TASK TO CARRY OUT
Without the pictures, print each of the records below exactly as it appears.

**********

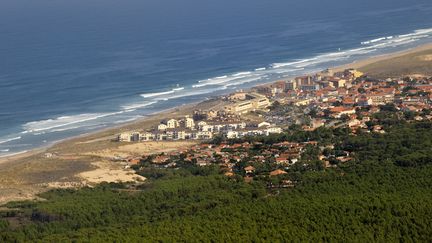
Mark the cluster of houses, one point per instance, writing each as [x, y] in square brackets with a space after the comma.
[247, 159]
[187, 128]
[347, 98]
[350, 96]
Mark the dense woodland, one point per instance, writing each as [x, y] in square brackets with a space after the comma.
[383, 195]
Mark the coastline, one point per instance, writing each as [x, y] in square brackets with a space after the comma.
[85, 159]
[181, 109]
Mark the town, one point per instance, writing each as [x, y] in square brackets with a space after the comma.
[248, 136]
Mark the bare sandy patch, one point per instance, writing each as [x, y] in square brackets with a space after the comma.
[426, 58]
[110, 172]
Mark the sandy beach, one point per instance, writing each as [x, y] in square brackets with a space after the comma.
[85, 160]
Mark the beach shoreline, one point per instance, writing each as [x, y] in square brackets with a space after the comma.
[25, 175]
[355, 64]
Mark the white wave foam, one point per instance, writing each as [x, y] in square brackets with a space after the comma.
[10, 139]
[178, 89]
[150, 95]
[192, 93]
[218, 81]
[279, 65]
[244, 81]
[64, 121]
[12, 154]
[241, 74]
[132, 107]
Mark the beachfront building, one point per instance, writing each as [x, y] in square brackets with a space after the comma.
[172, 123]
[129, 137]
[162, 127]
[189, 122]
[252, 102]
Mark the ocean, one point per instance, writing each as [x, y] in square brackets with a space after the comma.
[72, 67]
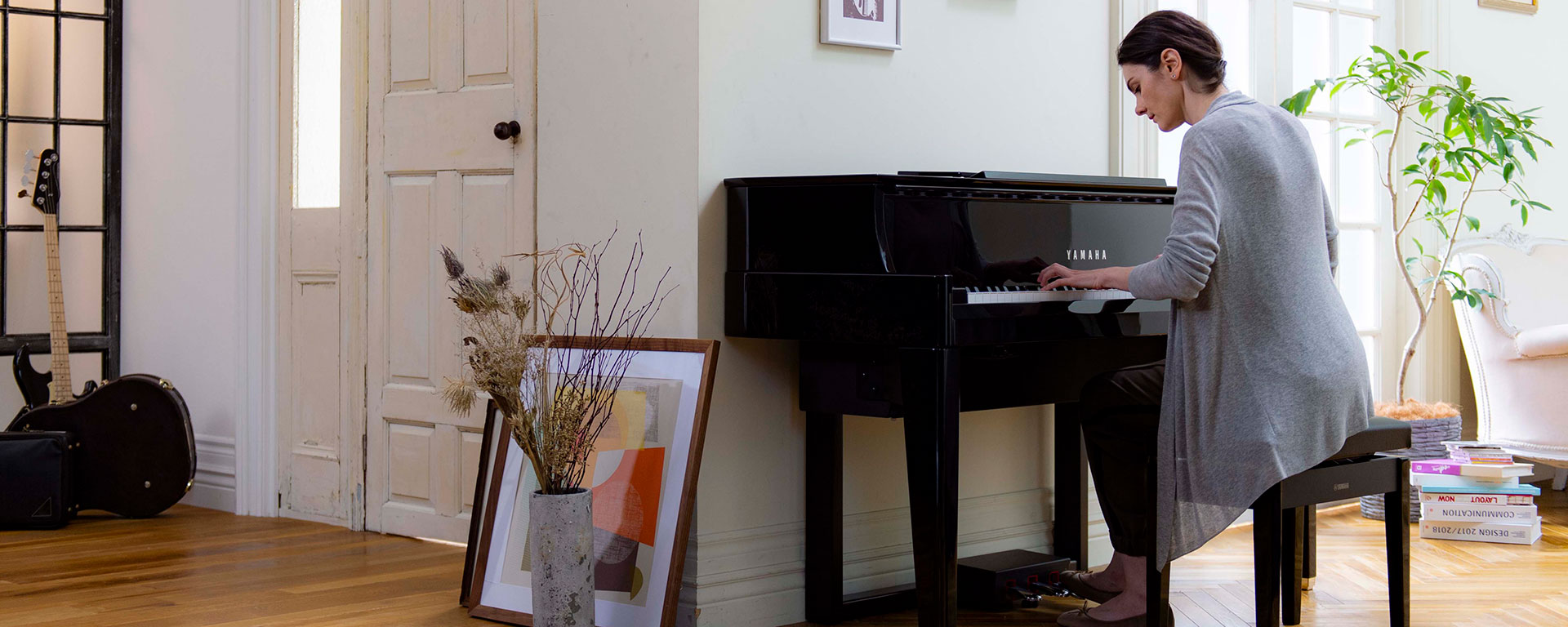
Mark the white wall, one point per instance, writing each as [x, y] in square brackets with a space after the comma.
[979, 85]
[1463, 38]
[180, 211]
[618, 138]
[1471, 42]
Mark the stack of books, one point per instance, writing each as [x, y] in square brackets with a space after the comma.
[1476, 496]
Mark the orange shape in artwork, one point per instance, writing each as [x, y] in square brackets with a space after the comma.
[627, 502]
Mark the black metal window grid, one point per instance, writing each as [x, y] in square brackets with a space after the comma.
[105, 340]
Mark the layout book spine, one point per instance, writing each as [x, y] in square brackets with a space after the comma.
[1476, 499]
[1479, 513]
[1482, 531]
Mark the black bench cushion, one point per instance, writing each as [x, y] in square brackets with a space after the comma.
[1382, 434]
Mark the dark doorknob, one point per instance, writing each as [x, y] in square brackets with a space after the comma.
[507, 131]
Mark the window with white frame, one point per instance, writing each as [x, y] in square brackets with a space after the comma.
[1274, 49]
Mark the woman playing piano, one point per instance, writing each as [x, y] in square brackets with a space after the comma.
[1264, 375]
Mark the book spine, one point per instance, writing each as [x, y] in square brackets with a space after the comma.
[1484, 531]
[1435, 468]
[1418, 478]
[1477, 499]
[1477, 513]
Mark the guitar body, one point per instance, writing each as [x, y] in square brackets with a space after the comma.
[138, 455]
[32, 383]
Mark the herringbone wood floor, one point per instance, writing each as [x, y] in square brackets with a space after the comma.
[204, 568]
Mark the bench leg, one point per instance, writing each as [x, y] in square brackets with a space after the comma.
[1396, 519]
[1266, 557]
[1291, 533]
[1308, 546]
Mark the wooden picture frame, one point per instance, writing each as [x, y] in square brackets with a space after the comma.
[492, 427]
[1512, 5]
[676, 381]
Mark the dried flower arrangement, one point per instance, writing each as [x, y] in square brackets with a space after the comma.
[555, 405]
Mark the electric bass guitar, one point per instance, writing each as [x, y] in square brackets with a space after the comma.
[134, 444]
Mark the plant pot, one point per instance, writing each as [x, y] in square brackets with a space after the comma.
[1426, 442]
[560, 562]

**********

FULL OUTPUT
Mark the cluster of houses, one point per instance, writing each as [x, y] in square brackets with a space after the comma.
[247, 159]
[187, 128]
[347, 98]
[350, 96]
Mark the dense woodland, one point per instance, writing each as [x, y] in square brackets with a space after the comma.
[383, 195]
Mark the coastline, one point per instance, writing each as [x, y] in square brackets with a space after the comma.
[85, 159]
[181, 109]
Mark the town, one point per instance, writing each as [x, y] in square brackets with a space after the comma.
[248, 136]
Mark the bare sandy patch, one point per instance, writing each as [x, y] in square brackets with a space after the comma.
[426, 58]
[110, 172]
Mark the sandy beach, one point per instance, writing each as [x, y] in square brackets with a space after the comma.
[85, 160]
Mark the beach shoreline, one point per instance, writing each as [x, y] in square brackets with a space after the comma.
[25, 175]
[355, 64]
Mark the white wave foam, one point per instance, writing each as [x, y] in square brackets with a space after the comma.
[10, 139]
[178, 89]
[150, 95]
[192, 93]
[218, 81]
[279, 65]
[244, 81]
[64, 121]
[12, 154]
[241, 74]
[132, 107]
Mark the beachfront building, one point per instance, writing each as [x, y] in square brackets with a space after the comma.
[172, 123]
[129, 137]
[162, 127]
[189, 122]
[252, 102]
Mark the ocean, one point per instance, writing each as [x, y] in square brackets with a space after the comma.
[72, 67]
Mark the white wall, one point per instance, writing each as [x, y] in square brackets with a space after the comma.
[979, 85]
[1463, 38]
[180, 211]
[618, 138]
[1471, 42]
Mark the stack of books, one point per instance, writing each as [x, y] in square brackets with a space after the comma.
[1476, 496]
Mark the orange shape in artwork, one point per instance, writing each as [x, y] in square brackets with a space after the comma.
[627, 502]
Mark the black metal window grid, one point per instance, writing each as [x, y] in square brackets with a space after the comma.
[105, 340]
Mark the layout book spine, one point per instance, writing each as [x, y] in square brackets with a space after the comma.
[1476, 499]
[1479, 513]
[1482, 531]
Mark the black bench cushion, one point per instance, writing each as [x, y] in square brackets with a space after the comma.
[1382, 434]
Mark the dark doorknob, one point per instance, writing each as [x, y] in square brackets with a space after the comma.
[507, 131]
Mark the window with white frame, one point per instance, writing each as [x, y] in square brackets with a space after the comma.
[1274, 49]
Mark the woman playing piano, one point per instance, writing each as [x, y] in square brackets with a space after the comma.
[1264, 375]
Mark the book spine, one point per instance, writing each as [x, y] in square brackets with a space after the comma.
[1484, 531]
[1435, 468]
[1418, 478]
[1477, 499]
[1477, 513]
Mark the guitar body, one point per instance, writing each as [x, y] in square brackets with a space after the comma.
[138, 455]
[32, 383]
Mark the herringbone wood floor, one point per instance, writing each as [x, y] in square brackets with a space after the comma.
[204, 568]
Mark the bench leg, one point per instance, writing each as [x, y] in square brackets with a space after the comma.
[1396, 519]
[1266, 557]
[1291, 533]
[1308, 546]
Mark the wooden picture frame, one point per instance, writing each as [x, y] in square brackets with a space after the comma.
[492, 427]
[1512, 5]
[676, 381]
Mark the dried flower arrangement, one point per instance, writing each as [x, y] in square brackets with a space after the comma.
[555, 405]
Mark the electric bass guitar, one point per instance, writing each as [x, y] in square brackets with a space after the comma.
[134, 444]
Mark the plant pot, one point per instance, writing each as [x, y] in square brackets with a space after the comma.
[1426, 442]
[560, 562]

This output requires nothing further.